» Given problem a: Count the lines in the listing that contain the string "tree", treating case as significant, and reply with the number alone.

» Source extract:
Getting your email inbox stuffed with spam
Wen Chuan Lee
3 min read


  • blog


I was finishing up a very long work day, when I noticed that my Gmail app notified me that received a lot of emails in a span of 4 hours.

Initially I didn’t think too much about it, probably LinkedIn (their defaults send a ton of mail). Then I noticed it’s my personal outlook email account, and not the typical email account I use. Like most of the people I know, majority of us have multiple email addresses, and I also think it’s a good idea to have a separate email address just for the banking and financial apps, it reduces the likelihood of someone getting hold of your email address when you inevitably sign up for a newsletter to get free items or perks. There’s too many places that need your email address these days.

It’s my personal outlook email account, not the typical email account I use.

As far as I remember, this email was only used for certain financial apps and LinkedIn, as well as to log into a Microsoft account. However, upon opening the mailbox, it looks like I have over 2000 unread in the last few hours!

unread count ballooned

Taking a look at the random emails I get, it looks like there’s a bot signing me up to a ton of email subscriptions.

» Given problem b: In the post about spam, how many unread emails does the writer find on opening the mailbox?

» Supplied entries:
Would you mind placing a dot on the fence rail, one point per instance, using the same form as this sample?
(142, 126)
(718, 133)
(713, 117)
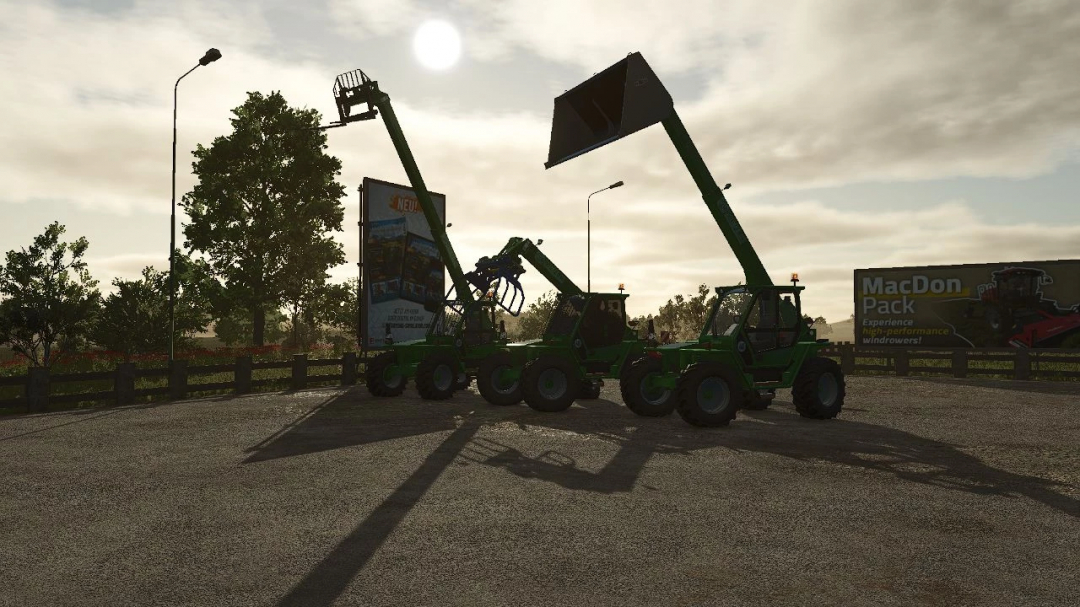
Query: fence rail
(1015, 363)
(40, 386)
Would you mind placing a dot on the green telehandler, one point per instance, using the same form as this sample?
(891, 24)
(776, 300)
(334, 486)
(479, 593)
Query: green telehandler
(463, 331)
(585, 340)
(755, 339)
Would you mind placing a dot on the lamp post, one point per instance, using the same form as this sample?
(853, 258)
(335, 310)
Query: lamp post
(210, 57)
(589, 237)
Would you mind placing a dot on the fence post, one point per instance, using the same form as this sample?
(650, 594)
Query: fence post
(242, 375)
(902, 361)
(1022, 364)
(299, 372)
(177, 379)
(37, 389)
(847, 359)
(124, 383)
(959, 363)
(349, 368)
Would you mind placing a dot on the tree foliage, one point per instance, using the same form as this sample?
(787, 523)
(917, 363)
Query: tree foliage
(266, 202)
(50, 300)
(134, 320)
(534, 319)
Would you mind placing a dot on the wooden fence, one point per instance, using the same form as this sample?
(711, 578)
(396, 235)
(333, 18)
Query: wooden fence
(1007, 362)
(39, 381)
(1015, 363)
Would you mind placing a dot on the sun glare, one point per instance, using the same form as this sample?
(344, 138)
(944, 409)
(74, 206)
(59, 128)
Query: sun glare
(436, 44)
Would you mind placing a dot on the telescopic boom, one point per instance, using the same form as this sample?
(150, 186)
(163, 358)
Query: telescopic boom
(623, 99)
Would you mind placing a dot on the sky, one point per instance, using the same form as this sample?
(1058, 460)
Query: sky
(855, 134)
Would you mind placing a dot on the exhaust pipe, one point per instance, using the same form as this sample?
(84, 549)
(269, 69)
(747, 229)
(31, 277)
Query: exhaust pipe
(617, 102)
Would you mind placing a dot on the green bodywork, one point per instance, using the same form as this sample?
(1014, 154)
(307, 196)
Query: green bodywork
(628, 97)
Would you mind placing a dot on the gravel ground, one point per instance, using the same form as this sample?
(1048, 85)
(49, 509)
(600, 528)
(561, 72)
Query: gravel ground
(922, 493)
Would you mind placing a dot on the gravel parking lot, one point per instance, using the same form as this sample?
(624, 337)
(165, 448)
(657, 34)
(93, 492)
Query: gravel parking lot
(925, 491)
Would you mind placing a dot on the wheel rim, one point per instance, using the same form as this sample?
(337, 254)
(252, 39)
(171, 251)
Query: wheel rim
(828, 389)
(653, 395)
(391, 377)
(552, 383)
(501, 386)
(443, 377)
(713, 395)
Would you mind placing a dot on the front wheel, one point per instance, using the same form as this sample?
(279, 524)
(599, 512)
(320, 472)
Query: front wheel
(436, 376)
(382, 376)
(819, 389)
(639, 396)
(709, 394)
(494, 386)
(550, 383)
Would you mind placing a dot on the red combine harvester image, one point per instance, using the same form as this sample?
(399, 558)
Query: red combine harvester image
(1014, 308)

» Reply a: 2

» Reply b: Over 2000 unread in the last few hours.